Publication - Advice and guidance

Coronavirus (COVID-19): safer public spaces - updated guidance

Guidance focused on design principles for safer urban centres and green spaces in Scotland during the coronavirus crisis. It contains information and examples of interventions that may be undertaken by owners and operators of public spaces to keep people safe.

63 page PDF

12.2 MB

63 page PDF

12.2 MB

Contents
Coronavirus (COVID-19): safer public spaces - updated guidance
4. Management of urban centres

63 page PDF

12.2 MB

4. Management of urban centres

When applying the decision tree, owners and operators are advised to consider the common issues and temporary interventions that have been identified for urban centres. Common issues outlined in this chapter include managing high footfall and queues around shops and bus stops and busy high streets. It also suggests potential interventions to these issues from pavement markings to digital signs..

4.1 Physical distancing in urban centres

To ensure physical distancing in urban centres, owners and operators are advised to consider the utilisation of pedestrian space, movement of people, queuing requirements and traffic management. The focus should be on temporary interventions in areas of highest footfall, particularly those that provide a range of attractions and services as they pose the greatest risk. This guidance should be read alongside Scotland's Transport Transition Plan, which set out what steps public transport operators must take to make buses, trains, ferries, taxis and private hire vehicles as safe as possible. The Plan also provides guidance and advice on managing the demand for public transport, encouraging people to stay in their local areas for services and to walk, wheel and cycle where possible, as well as indicating sources of support for active travel.

The Scottish Government supported physical distancing measures through the Towns and BIDS Resilience and Recovery Fund, administered by Scotland's Towns Partnership. The fund was aimed at supporting actions to help prepare towns, their communities and businesses for the gradual easing of lockdown rules.

Every urban centre will have its own unique issues and temporary interventions that can be introduced to enable physical distancing. However, there will be some common issues. The diagram below identifies key urban centres that are likely to be focal zones. These are likely to be areas of constrained space and with high levels of footfall.

Figure 1: Overview - typical urban centre illustration
aerial sketch illustrating a typical urban centre with high street, commercial, retail, transport and park areas

Issues in urban centres

Issues for maintaining physical distancing in urban centres include:

  • The needs of disabled people and other groups who may have additional needs requires to be kept under consideration. Consider the needs of visually impaired people, who may require orientation for areas which have been redesigned.
  • High footfall and areas of dense population, particularly at peak times.
  • Multiple queues due to restricted entry and exit points into different areas or shops.
  • Pedestrian and cycling movement flows varying as different people move to different shops and facilities.
  • Constraints on pedestrian movement from unnecessary obstacles such as planters, transport stops, landscape features and bins, while also considering issues such as the need for seats for the older people and disabled people, to ensure they are not further excluded.
  • Need to provide space for regular, safe, formal and informal road crossing points. Consideration should be given to the need for appropriate signs or markings to indicate crossing points for visually impaired people.
  • Need to accommodate people entering and exiting spaces from different types of transport e.g. foot, cycles, bus, train (and underground or tram), cars in the same area.

§ **Source data**:
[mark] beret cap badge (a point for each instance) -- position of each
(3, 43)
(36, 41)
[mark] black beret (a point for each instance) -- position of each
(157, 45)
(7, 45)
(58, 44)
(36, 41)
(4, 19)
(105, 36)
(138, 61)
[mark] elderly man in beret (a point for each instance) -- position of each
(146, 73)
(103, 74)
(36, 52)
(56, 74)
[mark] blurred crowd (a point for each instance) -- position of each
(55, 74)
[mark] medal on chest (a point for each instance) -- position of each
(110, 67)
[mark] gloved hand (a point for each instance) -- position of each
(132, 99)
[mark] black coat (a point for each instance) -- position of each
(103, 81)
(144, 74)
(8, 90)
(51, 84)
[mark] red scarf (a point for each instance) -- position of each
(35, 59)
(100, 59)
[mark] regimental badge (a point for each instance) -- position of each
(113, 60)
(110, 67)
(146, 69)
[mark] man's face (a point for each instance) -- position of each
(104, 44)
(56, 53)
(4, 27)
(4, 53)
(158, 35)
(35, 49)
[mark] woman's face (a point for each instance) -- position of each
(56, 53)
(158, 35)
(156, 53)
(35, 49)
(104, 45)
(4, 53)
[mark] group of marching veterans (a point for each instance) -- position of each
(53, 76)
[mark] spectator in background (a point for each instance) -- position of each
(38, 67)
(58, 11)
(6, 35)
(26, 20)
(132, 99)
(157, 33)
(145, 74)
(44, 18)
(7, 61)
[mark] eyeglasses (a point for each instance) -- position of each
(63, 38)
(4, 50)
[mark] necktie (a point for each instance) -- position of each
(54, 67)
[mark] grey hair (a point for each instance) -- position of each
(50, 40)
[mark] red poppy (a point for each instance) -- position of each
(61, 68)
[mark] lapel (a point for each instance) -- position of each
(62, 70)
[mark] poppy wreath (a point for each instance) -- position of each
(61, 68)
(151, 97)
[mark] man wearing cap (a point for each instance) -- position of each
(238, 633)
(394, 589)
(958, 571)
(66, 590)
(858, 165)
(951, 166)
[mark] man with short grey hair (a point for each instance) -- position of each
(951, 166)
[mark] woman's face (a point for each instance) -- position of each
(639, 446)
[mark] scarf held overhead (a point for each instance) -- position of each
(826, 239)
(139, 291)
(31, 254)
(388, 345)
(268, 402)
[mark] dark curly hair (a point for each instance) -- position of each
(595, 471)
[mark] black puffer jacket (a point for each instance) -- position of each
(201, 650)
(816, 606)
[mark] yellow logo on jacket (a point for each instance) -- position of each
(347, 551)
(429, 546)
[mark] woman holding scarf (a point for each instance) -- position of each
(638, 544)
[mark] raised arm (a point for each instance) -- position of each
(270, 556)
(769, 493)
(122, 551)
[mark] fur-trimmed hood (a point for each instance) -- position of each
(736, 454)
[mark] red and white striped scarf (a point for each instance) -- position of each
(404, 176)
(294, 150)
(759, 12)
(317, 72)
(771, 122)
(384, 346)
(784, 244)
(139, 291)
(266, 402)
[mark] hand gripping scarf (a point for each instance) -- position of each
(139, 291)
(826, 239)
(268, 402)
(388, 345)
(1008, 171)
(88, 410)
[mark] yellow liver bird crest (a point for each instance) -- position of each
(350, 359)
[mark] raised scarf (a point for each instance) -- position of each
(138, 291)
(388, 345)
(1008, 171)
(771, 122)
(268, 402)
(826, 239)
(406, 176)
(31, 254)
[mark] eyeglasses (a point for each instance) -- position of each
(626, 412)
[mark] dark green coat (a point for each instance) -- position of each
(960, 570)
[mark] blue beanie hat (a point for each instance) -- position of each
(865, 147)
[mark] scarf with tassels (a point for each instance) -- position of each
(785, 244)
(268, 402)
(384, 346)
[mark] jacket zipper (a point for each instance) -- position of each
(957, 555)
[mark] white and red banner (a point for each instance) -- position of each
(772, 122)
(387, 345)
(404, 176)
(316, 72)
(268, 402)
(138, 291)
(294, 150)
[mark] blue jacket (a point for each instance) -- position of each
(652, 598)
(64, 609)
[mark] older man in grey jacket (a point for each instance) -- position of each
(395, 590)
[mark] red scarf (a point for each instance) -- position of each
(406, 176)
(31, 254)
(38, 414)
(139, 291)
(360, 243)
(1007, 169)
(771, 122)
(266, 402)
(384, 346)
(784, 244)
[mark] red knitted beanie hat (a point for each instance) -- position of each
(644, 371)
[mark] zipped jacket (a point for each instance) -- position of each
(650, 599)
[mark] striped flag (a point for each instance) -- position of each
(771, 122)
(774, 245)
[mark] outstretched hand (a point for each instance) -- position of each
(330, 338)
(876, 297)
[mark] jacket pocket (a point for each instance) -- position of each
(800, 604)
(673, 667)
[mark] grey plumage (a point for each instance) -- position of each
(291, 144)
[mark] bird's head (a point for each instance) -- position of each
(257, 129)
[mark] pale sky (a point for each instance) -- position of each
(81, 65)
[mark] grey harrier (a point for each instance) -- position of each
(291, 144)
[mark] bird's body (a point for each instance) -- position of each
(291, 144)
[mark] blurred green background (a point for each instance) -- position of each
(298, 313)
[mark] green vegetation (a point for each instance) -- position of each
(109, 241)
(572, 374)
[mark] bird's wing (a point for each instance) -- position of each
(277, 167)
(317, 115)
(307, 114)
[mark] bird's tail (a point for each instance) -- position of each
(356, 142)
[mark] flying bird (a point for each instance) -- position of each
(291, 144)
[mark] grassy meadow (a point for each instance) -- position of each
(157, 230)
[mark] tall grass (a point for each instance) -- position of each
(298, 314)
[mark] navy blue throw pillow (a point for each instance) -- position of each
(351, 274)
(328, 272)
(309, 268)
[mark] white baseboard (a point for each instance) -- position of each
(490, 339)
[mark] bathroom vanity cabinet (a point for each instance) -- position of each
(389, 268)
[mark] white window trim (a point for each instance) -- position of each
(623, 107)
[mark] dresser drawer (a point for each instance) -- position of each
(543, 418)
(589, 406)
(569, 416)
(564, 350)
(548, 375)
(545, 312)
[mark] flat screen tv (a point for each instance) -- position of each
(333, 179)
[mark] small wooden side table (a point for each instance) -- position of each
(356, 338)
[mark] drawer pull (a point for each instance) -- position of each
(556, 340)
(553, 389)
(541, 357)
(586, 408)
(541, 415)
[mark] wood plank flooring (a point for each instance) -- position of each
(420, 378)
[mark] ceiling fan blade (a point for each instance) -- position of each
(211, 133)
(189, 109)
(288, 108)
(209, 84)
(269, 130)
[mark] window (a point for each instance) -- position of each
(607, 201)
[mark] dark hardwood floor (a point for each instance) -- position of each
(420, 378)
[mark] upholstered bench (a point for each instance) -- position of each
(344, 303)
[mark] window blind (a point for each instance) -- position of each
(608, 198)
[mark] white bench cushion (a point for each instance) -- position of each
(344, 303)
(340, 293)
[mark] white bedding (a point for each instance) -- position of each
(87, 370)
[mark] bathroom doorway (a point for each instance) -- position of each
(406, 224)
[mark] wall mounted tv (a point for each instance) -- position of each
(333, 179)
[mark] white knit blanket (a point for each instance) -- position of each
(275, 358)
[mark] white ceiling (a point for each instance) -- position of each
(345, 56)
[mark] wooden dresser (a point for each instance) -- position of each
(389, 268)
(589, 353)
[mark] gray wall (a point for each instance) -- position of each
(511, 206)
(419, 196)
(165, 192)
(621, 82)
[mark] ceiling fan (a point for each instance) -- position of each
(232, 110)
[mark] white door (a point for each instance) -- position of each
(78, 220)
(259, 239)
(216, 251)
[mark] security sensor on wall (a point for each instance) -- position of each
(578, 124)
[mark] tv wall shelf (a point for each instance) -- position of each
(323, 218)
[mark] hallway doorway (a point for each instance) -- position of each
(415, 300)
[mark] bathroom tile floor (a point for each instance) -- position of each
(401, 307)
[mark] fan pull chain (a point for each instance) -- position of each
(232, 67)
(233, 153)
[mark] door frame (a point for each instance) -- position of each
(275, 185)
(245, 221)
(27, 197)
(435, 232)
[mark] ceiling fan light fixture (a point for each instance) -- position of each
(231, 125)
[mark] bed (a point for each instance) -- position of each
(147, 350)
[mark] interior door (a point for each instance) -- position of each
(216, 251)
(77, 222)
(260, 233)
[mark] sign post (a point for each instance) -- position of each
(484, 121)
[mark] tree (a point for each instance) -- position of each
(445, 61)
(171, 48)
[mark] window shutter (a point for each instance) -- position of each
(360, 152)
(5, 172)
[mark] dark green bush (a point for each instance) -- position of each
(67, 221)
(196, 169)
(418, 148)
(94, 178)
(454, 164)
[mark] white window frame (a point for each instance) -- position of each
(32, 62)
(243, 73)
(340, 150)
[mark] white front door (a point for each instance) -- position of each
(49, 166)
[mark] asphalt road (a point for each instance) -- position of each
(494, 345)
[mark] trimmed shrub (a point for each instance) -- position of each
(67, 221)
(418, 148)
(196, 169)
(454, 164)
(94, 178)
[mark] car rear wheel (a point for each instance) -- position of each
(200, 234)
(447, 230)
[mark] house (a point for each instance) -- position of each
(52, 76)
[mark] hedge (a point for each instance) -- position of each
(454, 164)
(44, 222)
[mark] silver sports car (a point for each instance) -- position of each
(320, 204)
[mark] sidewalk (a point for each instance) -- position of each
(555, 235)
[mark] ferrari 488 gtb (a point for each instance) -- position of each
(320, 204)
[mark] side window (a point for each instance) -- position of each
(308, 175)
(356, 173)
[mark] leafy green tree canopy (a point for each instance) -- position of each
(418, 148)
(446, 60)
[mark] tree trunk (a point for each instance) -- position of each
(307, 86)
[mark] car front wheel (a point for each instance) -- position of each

§ **Prompt**:
Answer these questions about the safer public spaces guidance.
(a) Which plan should the guidance be read alongside?
(b) Through which fund did the Scottish Government support physical distancing measures, and which body administered it?
(c) Which four items does the guidance name as unnecessary obstacles that constrain pedestrian movement?

§ **Problem solution**:
(a) Scotland's Transport Transition Plan.
(b) The Towns and BIDS Resilience and Recovery Fund, administered by Scotland's Towns Partnership.
(c) Planters, transport stops, landscape features and bins.